:: YOUR GOAL ::
Reproduce the excerpt from the appeal judgment, starting with "The appellant pled" and going on through "of 20 years.", with "motor vehicle" replaced by "automobile" wherever it occurs.

:: EXCERPTED PASSAGE ::
* * * * *
BETWEEN:                                                                                                                                                                                             )

)

THOMAS ALVIN SELIG                                                                                                                                        )                      Timothy A. Reid

)                      for the Appellant

Appellant                                                )

)

- and -                                                                                                                                                                                )

)

HER MAJESTY THE QUEEN                                                                                                      )                      Robert C. Hagell

)                      for the Respondent

Respondent                                          )

)

)

)

)

)                      Appeal Heard:

)                      September 20, 1994

)

)

)                      Judgment Delivered:

)                      September 30, 1994

 

 

 

 

 

 

THE COURT:               The appeal is dismissed and the application of the respondent for an increased sentence is likewise dismissed as per reasons for judgment of Roscoe, J.A.; Hallett and Chipman, JJ.A., concurring.

 

 

 

 

ROSCOE, J.A.:


The appellant pled guilty to criminal negligence in the operation of a motor vehicle causing the death of Karen Ruby Gordon contrary to s. 222 of the Criminal Code and was sentenced to a six year term of incarceration.  In addition, he was prohibited from driving a motor vehicle for a period of 20 years.
* * * * *
:: DATA SEGMENT ::
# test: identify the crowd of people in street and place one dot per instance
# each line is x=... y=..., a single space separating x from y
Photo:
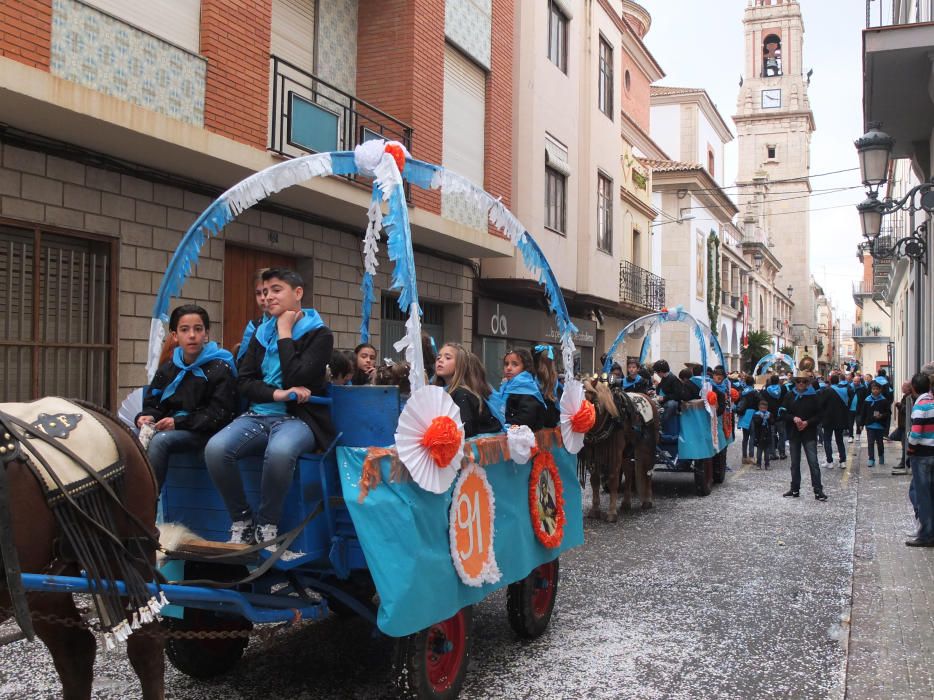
x=258 y=400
* * * * *
:: RESULT OF THIS TASK ::
The appellant pled guilty to criminal negligence in the operation of a automobile causing the death of Karen Ruby Gordon contrary to s. 222 of the Criminal Code and was sentenced to a six year term of incarceration.  In addition, he was prohibited from driving a automobile for a period of 20 years.